TASK PROMPT: Repeat the passage of the article on God-fearing judges word for word, from "If they had" up to and including "hand in hand.".

ARTICLE:

>> BEGIN

If they had a healthy fear of God, they would not commit such heinous crimes, or so Abraham thought.

More than 500 years later, Jethro gave his son-in-law Moses wise counsel about appointing leaders to adjudicate for the people of Israel, urging him to “look for able men from all the people, men who fear God, who are trustworthy and hate a bribe …” (Exod. 18:21).

Fearing God, being trustworthy and hating a bribe went hand in hand.

Similarly, when the Judean king Jehoshaphat appointed judges over the nation, he said to them, “Consider what you do, for you judge not for man but for the LORD. He is with you in giving judgment. Now then, let the fear of the LORD be upon you. Be careful what you do, for there is no injustice with the LORD our God, or partiality or taking bribes” (2 Chr. 19:5-7).

So, the judges were to judge in light of the perfect justice of an all-seeing God with whom there was no partiality or taking of bribes. As men who were accountable to the Judge of judges, they had to adjudicate fairly and impartially, taking no bribes and not allowing social status or public opinion to influence their decisions. Right would always be right and wrong would always be wrong, and their job was to distinguish between the two and rule accordingly.

Justice Scalia was a constitutional “originalist” — he believed that the meaning of the Constitution was static, except when altered through the amendment process outlined in the Constitution itself. “My burden is not to show that originalism is perfect,” he once explained, “but that it beats the other alternatives, and that, believe me, is not difficult.”

And the intent of the Constitution is laid out in its opening words: “We the People of the United States, in Order to form a more perfect Union, establish Justice, insure domestic Tranquility, provide for the common defence, promote the general Welfare, and secure the Blessings of Liberty to ourselves and our Posterity, do ordain and establish this Constitution for the United States of America.”

For Scalia, the existence of true justice and liberty presupposed the existence of a good and moral God, a conviction that provided the moral backbone for many of his rulings, not to mention provided fuel for his fiery (and often prescient) opinions.

And so, while we recognize that America is absolutely not a theocracy (in direct contrast with ancient Israel), a strong argument can be made that a God-fearing justice might well come to very different judicial rulings than a justice who scorned the idea of a theistic God and who also rejected the idea of moral absolutes.

Although it is beyond the scope of this article, it would be interesting to compare the rulings of Justices Sotomayor and Kagan, both Obama appointees and both famously liberal, to the religious beliefs of these women (or to the absence of those beliefs).

It would also be interesting to ask how Justice Ginsburg’s liberal Judaism has influenced her rulings when compared to Justice Scalia’s conservative Catholicism.

Should President Obama seek to appoint a justice to replace Scalia, we could learn a lot by asking, “Is this appointee a God-fearing individual who believes in moral absolutes?” Does he believe good and evil are real, or just cultural constructs? The answer to that question would tell us a lot.

>> END

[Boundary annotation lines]
>> BEGIN

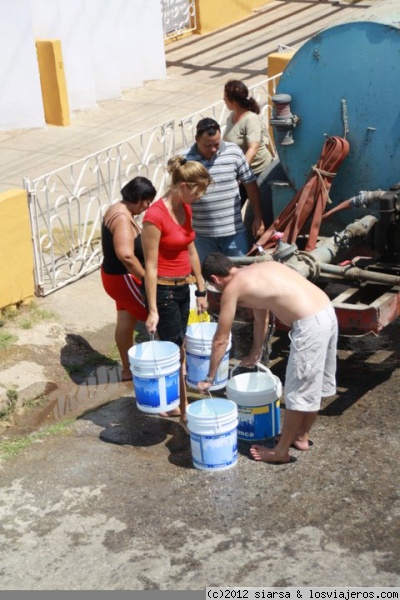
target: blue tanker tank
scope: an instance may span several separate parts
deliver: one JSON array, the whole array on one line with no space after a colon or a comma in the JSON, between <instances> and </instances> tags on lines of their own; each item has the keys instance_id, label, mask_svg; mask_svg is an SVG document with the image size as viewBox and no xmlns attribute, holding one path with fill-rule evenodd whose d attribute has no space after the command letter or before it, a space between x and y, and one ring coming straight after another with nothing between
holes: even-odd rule
<instances>
[{"instance_id":1,"label":"blue tanker tank","mask_svg":"<svg viewBox=\"0 0 400 600\"><path fill-rule=\"evenodd\" d=\"M333 207L361 190L387 190L400 180L400 26L395 4L367 11L366 20L315 35L293 56L277 87L278 95L290 95L291 113L298 117L293 143L280 145L275 135L281 166L294 190L304 185L327 137L340 136L350 144L330 190ZM338 212L335 225L358 214L358 209Z\"/></svg>"}]
</instances>

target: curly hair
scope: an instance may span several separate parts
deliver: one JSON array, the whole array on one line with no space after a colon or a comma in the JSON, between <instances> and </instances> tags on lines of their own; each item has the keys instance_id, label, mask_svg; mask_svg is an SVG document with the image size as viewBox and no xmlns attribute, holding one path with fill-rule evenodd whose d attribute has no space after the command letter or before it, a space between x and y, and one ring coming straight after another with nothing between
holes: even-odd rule
<instances>
[{"instance_id":1,"label":"curly hair","mask_svg":"<svg viewBox=\"0 0 400 600\"><path fill-rule=\"evenodd\" d=\"M260 114L258 102L252 96L249 96L248 87L238 79L230 79L224 87L225 96L230 102L237 102L239 106Z\"/></svg>"}]
</instances>

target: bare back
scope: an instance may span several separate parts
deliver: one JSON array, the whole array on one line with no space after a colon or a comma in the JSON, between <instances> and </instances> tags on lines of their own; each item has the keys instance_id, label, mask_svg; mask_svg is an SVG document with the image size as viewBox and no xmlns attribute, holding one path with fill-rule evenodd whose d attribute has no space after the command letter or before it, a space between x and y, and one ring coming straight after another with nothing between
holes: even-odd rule
<instances>
[{"instance_id":1,"label":"bare back","mask_svg":"<svg viewBox=\"0 0 400 600\"><path fill-rule=\"evenodd\" d=\"M294 269L275 261L235 268L224 295L238 306L269 309L285 325L323 310L329 298Z\"/></svg>"}]
</instances>

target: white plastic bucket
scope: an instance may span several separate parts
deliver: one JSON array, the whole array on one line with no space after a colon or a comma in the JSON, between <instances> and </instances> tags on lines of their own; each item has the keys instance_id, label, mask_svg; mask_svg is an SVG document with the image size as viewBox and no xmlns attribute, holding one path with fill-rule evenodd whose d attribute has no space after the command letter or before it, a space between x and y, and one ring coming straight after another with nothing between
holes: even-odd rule
<instances>
[{"instance_id":1,"label":"white plastic bucket","mask_svg":"<svg viewBox=\"0 0 400 600\"><path fill-rule=\"evenodd\" d=\"M263 371L232 377L226 395L238 406L238 438L256 441L280 433L280 397L282 384L264 365Z\"/></svg>"},{"instance_id":2,"label":"white plastic bucket","mask_svg":"<svg viewBox=\"0 0 400 600\"><path fill-rule=\"evenodd\" d=\"M210 368L211 346L217 323L194 323L186 331L186 382L190 387L197 387L204 381ZM232 341L229 337L228 347L220 362L217 374L210 390L221 390L226 386L229 376L229 353Z\"/></svg>"},{"instance_id":3,"label":"white plastic bucket","mask_svg":"<svg viewBox=\"0 0 400 600\"><path fill-rule=\"evenodd\" d=\"M231 400L196 400L186 409L192 460L196 469L222 471L238 460L237 406Z\"/></svg>"},{"instance_id":4,"label":"white plastic bucket","mask_svg":"<svg viewBox=\"0 0 400 600\"><path fill-rule=\"evenodd\" d=\"M137 407L160 413L179 406L179 346L151 341L136 344L128 351Z\"/></svg>"}]
</instances>

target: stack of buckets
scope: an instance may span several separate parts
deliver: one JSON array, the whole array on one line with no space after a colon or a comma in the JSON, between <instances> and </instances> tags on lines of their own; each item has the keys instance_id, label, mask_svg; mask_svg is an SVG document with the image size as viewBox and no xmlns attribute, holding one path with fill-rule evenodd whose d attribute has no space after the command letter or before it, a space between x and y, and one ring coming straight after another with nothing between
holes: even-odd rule
<instances>
[{"instance_id":1,"label":"stack of buckets","mask_svg":"<svg viewBox=\"0 0 400 600\"><path fill-rule=\"evenodd\" d=\"M238 407L238 438L248 442L280 433L282 384L264 365L258 368L263 370L235 375L226 386L227 397Z\"/></svg>"},{"instance_id":2,"label":"stack of buckets","mask_svg":"<svg viewBox=\"0 0 400 600\"><path fill-rule=\"evenodd\" d=\"M199 330L199 327L202 329ZM187 381L196 386L207 377L215 323L188 327ZM230 349L230 343L229 343ZM180 349L172 342L150 341L129 350L129 362L139 410L160 413L178 408ZM238 460L238 438L257 441L280 433L282 385L269 369L242 373L228 380L229 350L210 389L226 387L227 399L207 398L187 407L193 464L205 471L233 467Z\"/></svg>"},{"instance_id":3,"label":"stack of buckets","mask_svg":"<svg viewBox=\"0 0 400 600\"><path fill-rule=\"evenodd\" d=\"M186 382L197 388L210 368L212 340L217 323L200 322L189 325L186 332ZM224 388L229 375L228 347L220 362L210 390ZM238 460L238 410L231 400L209 398L197 400L186 409L193 464L203 471L230 469Z\"/></svg>"},{"instance_id":4,"label":"stack of buckets","mask_svg":"<svg viewBox=\"0 0 400 600\"><path fill-rule=\"evenodd\" d=\"M186 383L197 388L199 381L204 381L210 367L212 340L217 329L217 323L194 323L189 325L186 332ZM220 362L218 371L210 390L221 390L226 386L229 376L229 354L232 338L225 355Z\"/></svg>"},{"instance_id":5,"label":"stack of buckets","mask_svg":"<svg viewBox=\"0 0 400 600\"><path fill-rule=\"evenodd\" d=\"M180 349L172 342L151 341L129 349L139 410L160 413L179 407Z\"/></svg>"}]
</instances>

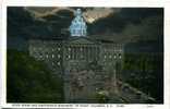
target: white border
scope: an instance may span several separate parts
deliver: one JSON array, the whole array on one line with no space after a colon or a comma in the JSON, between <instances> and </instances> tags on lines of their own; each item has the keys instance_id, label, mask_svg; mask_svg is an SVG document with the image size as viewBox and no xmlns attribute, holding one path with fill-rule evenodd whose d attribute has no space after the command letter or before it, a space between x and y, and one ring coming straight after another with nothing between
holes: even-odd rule
<instances>
[{"instance_id":1,"label":"white border","mask_svg":"<svg viewBox=\"0 0 170 109\"><path fill-rule=\"evenodd\" d=\"M154 108L154 109L170 109L170 2L168 0L5 0L2 1L2 10L0 9L0 13L2 12L2 37L0 37L0 73L1 73L1 81L2 82L2 99L1 104L3 107L12 108L12 104L7 104L5 101L5 45L7 45L7 7L15 5L15 7L112 7L112 8L165 8L165 104L163 105L114 105L109 104L108 108L125 108L125 109L145 109L145 108ZM1 14L0 14L1 17ZM0 26L1 27L1 26ZM16 104L17 105L17 104ZM22 104L24 105L24 104ZM21 105L21 106L22 106ZM34 104L31 104L32 106ZM51 108L54 107L56 104L48 104L51 105ZM35 108L49 108L46 104L44 107L35 106ZM25 106L25 105L24 105ZM24 108L16 107L16 108ZM27 106L25 106L26 108ZM59 106L58 106L59 107ZM89 107L85 108L92 108ZM68 108L65 105L60 108ZM75 105L71 108L80 108ZM95 107L93 107L95 108ZM98 109L99 107L96 107ZM99 108L102 109L104 107Z\"/></svg>"}]
</instances>

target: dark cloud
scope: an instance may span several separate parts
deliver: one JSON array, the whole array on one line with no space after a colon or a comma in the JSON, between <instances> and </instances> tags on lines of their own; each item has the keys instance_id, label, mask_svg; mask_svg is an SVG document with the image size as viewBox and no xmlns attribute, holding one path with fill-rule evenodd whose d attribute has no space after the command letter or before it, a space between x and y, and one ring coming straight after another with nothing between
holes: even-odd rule
<instances>
[{"instance_id":1,"label":"dark cloud","mask_svg":"<svg viewBox=\"0 0 170 109\"><path fill-rule=\"evenodd\" d=\"M50 8L49 10L52 9ZM90 11L94 9L83 8L83 10ZM118 10L109 16L87 24L88 35L100 35L99 38L112 39L114 41L126 41L131 39L162 40L162 8L122 8ZM73 11L68 9L61 9L56 13L37 19L24 8L11 7L8 8L8 34L10 37L62 37L62 34L66 33L66 28L73 17Z\"/></svg>"}]
</instances>

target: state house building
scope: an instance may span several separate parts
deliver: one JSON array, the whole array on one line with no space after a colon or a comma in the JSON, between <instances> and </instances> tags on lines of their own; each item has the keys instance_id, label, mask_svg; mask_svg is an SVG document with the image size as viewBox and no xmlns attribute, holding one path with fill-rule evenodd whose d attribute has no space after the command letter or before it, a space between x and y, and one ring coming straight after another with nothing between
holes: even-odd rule
<instances>
[{"instance_id":1,"label":"state house building","mask_svg":"<svg viewBox=\"0 0 170 109\"><path fill-rule=\"evenodd\" d=\"M42 60L58 74L63 74L66 69L97 61L104 70L121 62L123 46L109 40L93 39L87 35L87 25L80 9L69 27L71 36L68 39L29 39L29 55L37 60Z\"/></svg>"},{"instance_id":2,"label":"state house building","mask_svg":"<svg viewBox=\"0 0 170 109\"><path fill-rule=\"evenodd\" d=\"M87 25L80 9L75 11L75 17L71 22L69 31L70 37L66 39L29 40L29 55L32 57L44 61L47 66L52 70L53 74L63 77L65 82L70 80L70 82L65 84L66 99L75 98L71 93L71 80L74 77L71 78L70 74L87 70L87 64L92 62L99 64L100 68L102 68L102 72L114 73L113 78L116 82L116 64L122 63L123 45L110 40L90 38L90 36L87 35ZM106 74L107 73L104 75ZM88 74L86 73L86 75ZM77 76L77 78L78 77L81 76ZM82 83L83 82L80 82L80 84ZM92 93L92 90L89 90L89 93Z\"/></svg>"}]
</instances>

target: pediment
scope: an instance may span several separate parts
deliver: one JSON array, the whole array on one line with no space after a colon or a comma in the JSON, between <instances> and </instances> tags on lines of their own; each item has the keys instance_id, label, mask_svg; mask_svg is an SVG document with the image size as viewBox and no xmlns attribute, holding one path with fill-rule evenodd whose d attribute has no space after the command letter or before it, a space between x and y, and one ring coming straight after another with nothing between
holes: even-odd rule
<instances>
[{"instance_id":1,"label":"pediment","mask_svg":"<svg viewBox=\"0 0 170 109\"><path fill-rule=\"evenodd\" d=\"M90 40L90 39L88 39L88 38L83 38L83 37L81 37L81 38L76 38L76 39L72 39L72 40L70 40L69 41L70 44L96 44L96 41L94 41L94 40Z\"/></svg>"}]
</instances>

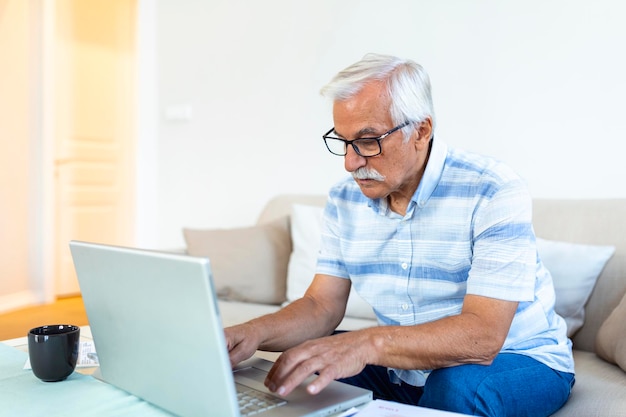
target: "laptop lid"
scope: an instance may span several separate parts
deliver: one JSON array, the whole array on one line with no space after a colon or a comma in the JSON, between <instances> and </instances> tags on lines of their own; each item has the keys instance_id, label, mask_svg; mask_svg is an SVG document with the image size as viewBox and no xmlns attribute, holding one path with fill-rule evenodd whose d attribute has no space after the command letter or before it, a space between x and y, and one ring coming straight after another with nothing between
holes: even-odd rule
<instances>
[{"instance_id":1,"label":"laptop lid","mask_svg":"<svg viewBox=\"0 0 626 417\"><path fill-rule=\"evenodd\" d=\"M240 415L207 258L78 241L70 250L103 380L175 414ZM244 364L253 369L238 383L267 392L257 371L269 366ZM315 397L303 385L260 415L329 415L370 399L339 382Z\"/></svg>"}]
</instances>

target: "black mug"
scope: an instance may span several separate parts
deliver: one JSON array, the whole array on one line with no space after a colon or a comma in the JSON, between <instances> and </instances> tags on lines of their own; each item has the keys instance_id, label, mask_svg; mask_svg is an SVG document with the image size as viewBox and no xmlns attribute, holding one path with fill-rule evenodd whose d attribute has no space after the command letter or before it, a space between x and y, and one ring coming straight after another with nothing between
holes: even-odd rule
<instances>
[{"instance_id":1,"label":"black mug","mask_svg":"<svg viewBox=\"0 0 626 417\"><path fill-rule=\"evenodd\" d=\"M28 332L28 356L35 376L63 381L76 368L80 328L71 324L35 327Z\"/></svg>"}]
</instances>

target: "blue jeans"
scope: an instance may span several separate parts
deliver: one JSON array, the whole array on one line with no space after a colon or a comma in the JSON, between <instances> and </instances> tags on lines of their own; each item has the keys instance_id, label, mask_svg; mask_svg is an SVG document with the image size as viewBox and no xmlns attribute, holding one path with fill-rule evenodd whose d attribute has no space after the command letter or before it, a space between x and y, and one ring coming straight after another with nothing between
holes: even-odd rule
<instances>
[{"instance_id":1,"label":"blue jeans","mask_svg":"<svg viewBox=\"0 0 626 417\"><path fill-rule=\"evenodd\" d=\"M565 404L574 374L555 371L528 356L501 353L489 366L434 370L426 385L389 381L387 368L368 365L341 381L371 390L374 398L476 416L549 416Z\"/></svg>"}]
</instances>

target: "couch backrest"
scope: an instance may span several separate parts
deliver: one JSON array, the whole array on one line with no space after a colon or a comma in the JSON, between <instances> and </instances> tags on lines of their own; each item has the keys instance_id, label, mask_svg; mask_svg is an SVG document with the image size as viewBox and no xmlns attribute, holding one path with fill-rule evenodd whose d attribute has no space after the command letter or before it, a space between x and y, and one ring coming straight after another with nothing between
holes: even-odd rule
<instances>
[{"instance_id":1,"label":"couch backrest","mask_svg":"<svg viewBox=\"0 0 626 417\"><path fill-rule=\"evenodd\" d=\"M279 195L265 206L258 223L289 215L294 203L323 206L326 196ZM592 352L600 325L626 292L626 199L535 199L533 213L538 237L616 248L587 302L585 324L573 337L576 349Z\"/></svg>"},{"instance_id":2,"label":"couch backrest","mask_svg":"<svg viewBox=\"0 0 626 417\"><path fill-rule=\"evenodd\" d=\"M598 329L626 292L626 199L535 199L533 213L538 237L615 246L587 302L585 323L573 337L576 349L593 352Z\"/></svg>"}]
</instances>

>> END

THE COMPLETED TASK:
If they had a healthy fear of God, they would not commit such heinous crimes, or so Abraham thought.

More than 500 years later, Jethro gave his son-in-law Moses wise counsel about appointing leaders to adjudicate for the people of Israel, urging him to “look for able men from all the people, men who fear God, who are trustworthy and hate a bribe …” (Exod. 18:21).

Fearing God, being trustworthy and hating a bribe went hand in hand.